### What you will do
Please copy the material below word for word, leaving out the pictures.

### Items
***

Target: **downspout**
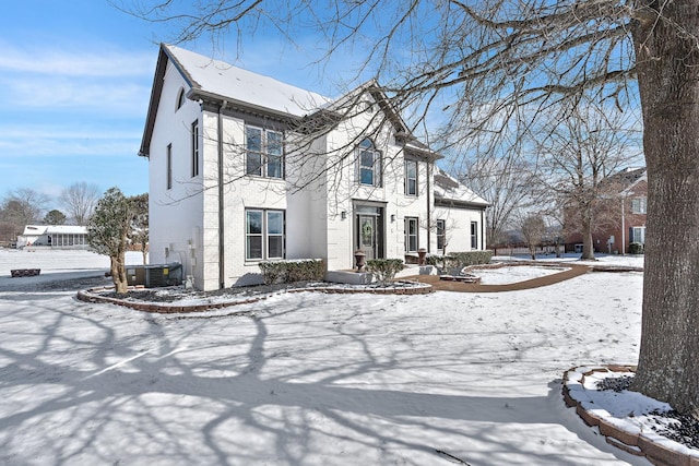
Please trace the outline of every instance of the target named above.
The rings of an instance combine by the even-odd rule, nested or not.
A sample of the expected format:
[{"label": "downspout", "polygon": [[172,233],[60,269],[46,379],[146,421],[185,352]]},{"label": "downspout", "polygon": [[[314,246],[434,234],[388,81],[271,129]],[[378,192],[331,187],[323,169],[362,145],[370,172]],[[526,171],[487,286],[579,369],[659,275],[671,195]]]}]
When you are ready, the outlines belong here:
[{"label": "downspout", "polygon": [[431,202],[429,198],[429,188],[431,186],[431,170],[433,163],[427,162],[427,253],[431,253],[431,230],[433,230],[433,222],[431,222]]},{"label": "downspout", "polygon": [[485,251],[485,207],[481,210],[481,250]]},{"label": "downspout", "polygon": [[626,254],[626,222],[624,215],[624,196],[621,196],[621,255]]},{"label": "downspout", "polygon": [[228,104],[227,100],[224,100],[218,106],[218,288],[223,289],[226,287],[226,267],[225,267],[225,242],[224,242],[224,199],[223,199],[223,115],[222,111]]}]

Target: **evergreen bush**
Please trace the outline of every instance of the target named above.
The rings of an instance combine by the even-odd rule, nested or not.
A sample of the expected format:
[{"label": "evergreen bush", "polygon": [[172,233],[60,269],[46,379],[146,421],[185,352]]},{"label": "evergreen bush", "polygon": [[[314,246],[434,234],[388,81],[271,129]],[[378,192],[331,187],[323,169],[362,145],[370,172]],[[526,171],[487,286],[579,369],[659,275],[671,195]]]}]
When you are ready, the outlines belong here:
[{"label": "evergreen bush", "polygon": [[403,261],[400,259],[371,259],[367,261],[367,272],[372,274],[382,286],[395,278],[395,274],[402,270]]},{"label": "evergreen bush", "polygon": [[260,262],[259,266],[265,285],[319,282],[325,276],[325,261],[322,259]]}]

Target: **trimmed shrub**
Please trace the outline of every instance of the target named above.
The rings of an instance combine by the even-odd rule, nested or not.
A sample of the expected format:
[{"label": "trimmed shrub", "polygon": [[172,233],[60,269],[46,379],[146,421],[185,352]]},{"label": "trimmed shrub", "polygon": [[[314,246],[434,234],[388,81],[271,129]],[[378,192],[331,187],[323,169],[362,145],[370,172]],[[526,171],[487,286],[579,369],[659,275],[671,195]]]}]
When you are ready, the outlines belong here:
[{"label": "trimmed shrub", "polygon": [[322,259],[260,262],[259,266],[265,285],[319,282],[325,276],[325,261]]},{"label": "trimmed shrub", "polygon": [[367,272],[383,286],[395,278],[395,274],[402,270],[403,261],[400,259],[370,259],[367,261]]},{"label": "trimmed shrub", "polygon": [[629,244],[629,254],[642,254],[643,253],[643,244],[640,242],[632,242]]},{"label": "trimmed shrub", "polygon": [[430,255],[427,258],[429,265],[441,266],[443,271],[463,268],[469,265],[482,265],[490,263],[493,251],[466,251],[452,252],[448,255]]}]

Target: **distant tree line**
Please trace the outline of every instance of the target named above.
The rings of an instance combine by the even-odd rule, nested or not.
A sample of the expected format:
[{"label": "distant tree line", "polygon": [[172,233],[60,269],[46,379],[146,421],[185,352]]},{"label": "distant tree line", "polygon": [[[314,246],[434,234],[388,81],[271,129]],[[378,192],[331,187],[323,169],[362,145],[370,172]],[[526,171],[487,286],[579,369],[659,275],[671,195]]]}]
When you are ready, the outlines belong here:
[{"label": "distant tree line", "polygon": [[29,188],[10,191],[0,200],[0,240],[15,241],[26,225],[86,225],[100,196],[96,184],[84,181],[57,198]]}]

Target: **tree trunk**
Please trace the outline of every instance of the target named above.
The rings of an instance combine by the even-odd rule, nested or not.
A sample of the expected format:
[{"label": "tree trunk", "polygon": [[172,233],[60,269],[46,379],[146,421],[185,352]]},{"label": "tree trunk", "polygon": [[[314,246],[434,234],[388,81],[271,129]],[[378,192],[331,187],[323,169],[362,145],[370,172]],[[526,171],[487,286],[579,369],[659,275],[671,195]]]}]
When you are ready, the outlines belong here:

***

### Problem solution
Target: **downspout**
Please trace the outline of every instance of the target named above.
The rings of an instance combine by the even-odd rule, nested or not.
A sample of the expected format:
[{"label": "downspout", "polygon": [[172,233],[60,269],[46,379],[146,421],[185,352]]},{"label": "downspout", "polygon": [[[314,246],[434,234],[388,81],[271,129]],[[378,192],[331,187],[323,169],[362,145],[370,172]],[[526,171],[487,286],[579,369],[659,275],[671,195]]]}]
When you are ready, the outlines belong here:
[{"label": "downspout", "polygon": [[431,202],[429,198],[429,188],[431,186],[431,170],[433,163],[427,162],[427,253],[431,253],[431,230],[433,230],[433,222],[431,222]]},{"label": "downspout", "polygon": [[485,251],[485,207],[481,210],[481,250]]},{"label": "downspout", "polygon": [[626,254],[626,222],[624,215],[624,196],[621,196],[621,255]]},{"label": "downspout", "polygon": [[228,104],[227,100],[224,100],[218,106],[218,288],[223,289],[226,287],[226,267],[225,267],[225,242],[224,242],[224,199],[223,199],[223,115],[222,111]]}]

Target: **evergreen bush**
Please trace the outline of every instance of the target named above.
The rings of an instance combine by the even-odd rule, nested or not.
A sample of the expected format:
[{"label": "evergreen bush", "polygon": [[172,233],[60,269],[46,379],[146,421],[185,352]]},{"label": "evergreen bush", "polygon": [[[314,246],[434,234],[388,81],[271,129]],[[378,192],[331,187],[323,169],[362,145],[370,172]],[[526,171],[487,286],[579,369],[659,275],[671,195]]]}]
When you are ready, the outlines belong here:
[{"label": "evergreen bush", "polygon": [[403,261],[400,259],[371,259],[367,261],[367,272],[372,274],[382,286],[395,278],[395,274],[402,270]]},{"label": "evergreen bush", "polygon": [[260,262],[259,266],[265,285],[319,282],[325,276],[325,261],[322,259]]}]

Target: **trimmed shrub**
Please trace the outline of every instance of the target named above.
The rings of an instance combine by the even-odd rule, nested or not.
A sample of the expected format:
[{"label": "trimmed shrub", "polygon": [[172,233],[60,269],[46,379],[146,421],[185,352]]},{"label": "trimmed shrub", "polygon": [[[314,246],[434,234],[388,81],[271,129]],[[378,192],[331,187],[323,169],[362,145],[370,172]],[[526,171],[487,286],[579,369],[659,275],[671,195]]]}]
When you are ready, the outlines belong here:
[{"label": "trimmed shrub", "polygon": [[322,259],[260,262],[259,266],[265,285],[319,282],[325,276],[325,261]]},{"label": "trimmed shrub", "polygon": [[367,272],[383,286],[395,278],[395,274],[402,270],[403,261],[400,259],[370,259],[367,261]]},{"label": "trimmed shrub", "polygon": [[629,244],[629,254],[642,254],[643,253],[643,244],[640,242],[632,242]]},{"label": "trimmed shrub", "polygon": [[430,255],[427,258],[429,265],[441,266],[443,271],[463,268],[469,265],[482,265],[490,263],[493,251],[466,251],[452,252],[448,255]]}]

Target: **distant tree line**
Please trace the outline of every instance of the target named above.
The rings of an instance combine by the even-odd rule, nested or not.
A sample of the expected format:
[{"label": "distant tree line", "polygon": [[172,233],[60,269],[46,379],[146,421],[185,352]]},{"label": "distant tree line", "polygon": [[[314,246],[434,234],[388,81],[271,129]],[[378,192],[331,187],[323,169],[362,145],[370,172]],[[526,171],[487,286],[579,369],[659,275],[671,195]]]}]
When you are ready, the outlines belong here:
[{"label": "distant tree line", "polygon": [[29,188],[10,191],[0,200],[0,240],[15,241],[26,225],[86,225],[100,196],[96,184],[84,181],[57,198]]}]

Target: **tree trunk**
Please trace the outline of every instance of the target named above.
The rings of an instance combine by the even-odd rule, nested or not.
A sample of the expected format:
[{"label": "tree trunk", "polygon": [[172,233],[60,269],[46,379],[146,421],[185,352]]},{"label": "tree trunk", "polygon": [[[314,246],[434,234],[388,81],[271,129]],[[378,192],[331,187],[323,169],[362,145],[370,172]],[[526,171],[487,286],[579,369],[659,275],[671,195]]]}]
When you are ready, the outlines belong here:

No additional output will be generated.